PROBLEM SET:
A: Answer these from the review of EveryDay Life:
(i) What cut short L's college basketball hopes?
(ii) Where does E stay?
(iii) In what city and state is the neighborhood the friends seek relief from?
B: Carry on with the review of EveryDay Life from where it stops.

PASSAGE PROVIDED:

◇ ◇ ◇ ◇ ◇

EveryDay Life
by MG Hardie
(Llumina Press)
4 out of 5 Stars
EveryDay Life, by MG Hardie, is a snapshot of African-Americana. This book can make you shudder because of its harshness and nod because of the universal truths. Many of the verbal exchanges between the characters are the same ones I experienced with the men I grew up around. I even had some of the conversations found in EveryDay Life with my college roommates — almost word for word. That’s how genuine the dialogue is in this book.
C and L are room mates. L was a promising star basketball player whose college hoop-dreams are cut short by a false conviction. L slowly grows to desire more from life than the everyday rut he and his friends are in. His desire for a better life includes the elevation of this three friends to not only a higher standard of existence but also more mature level of critical thinking.
C is lazy. He sleeps in late everyday, spends his waking hours smoking marijuana and has no qualms about receiving government aid for once being a Naval officer. C justifies it because it’s the path of least resistance. The crew is rounded out by E and B. E stays in a broke-down motor home in the vacant lot adjacent to L’s apartment. B is the youngest of the crew and drops by to check on his friends from time to time.
L and his comrades find solace from the stressors of their Long Beach, California, neighborhood in L’s one bedroom apartment. This is where they join in a cipher over blunts and Kool Aid. To the uninitiated, a cipher is a message written in a code. To be clear, a cipher is also a circle of discussion where each participant adds onto what it being discussed. Once you begin to understand the relationship between the men, you also begin to understand that they need each other. They are more of a family to each other than they are to their blood relatives. MG’s mastery of witticisms and reasonings, and will keep you entertained and deliberating at the same time.

◇ ◇ ◇ ◇ ◇

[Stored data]
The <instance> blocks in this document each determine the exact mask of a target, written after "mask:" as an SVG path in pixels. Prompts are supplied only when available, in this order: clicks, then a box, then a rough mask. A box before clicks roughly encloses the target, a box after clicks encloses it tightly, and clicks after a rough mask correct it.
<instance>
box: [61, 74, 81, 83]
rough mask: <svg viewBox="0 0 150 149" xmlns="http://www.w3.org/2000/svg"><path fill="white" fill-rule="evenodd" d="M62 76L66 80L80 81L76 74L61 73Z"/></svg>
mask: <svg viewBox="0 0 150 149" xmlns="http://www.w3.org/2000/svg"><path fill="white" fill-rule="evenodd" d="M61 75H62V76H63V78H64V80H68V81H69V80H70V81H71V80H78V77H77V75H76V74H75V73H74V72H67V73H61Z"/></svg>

◇ ◇ ◇ ◇ ◇

REPLIES:
A:
(i) A false conviction.
(ii) In a broke-down motor home in the vacant lot next to L's apartment.
(iii) Long Beach, California.

B:
Intertwined with the wisecracks is social anaylsis. The crew discuss diverse subjects that are common talking points within the African-American community. They cover interracial dating to the evolution of Hip Hop into Gangsta Rap to AIDS being manufactured to infect minorities and the poor and much more. Nothing is off-limits nor left unexplored. The duality of comedy and philosophy had me at times shaking my head in laughter and at other times nodding in contemplation.
I enjoyed reading EverDay Life because the characters melded social issues, conspiracy theories and verbal antics in a way that I could relate to growing up in predominately African-American neighborhoods in the 80s and 90s. Driven by an intense dialogue, EveryDay Life is an enriching read that is borderline controversial because of its bluntness. The only thing I had a hard time with was keeping up with who-was-who since all the characters had one-letter names.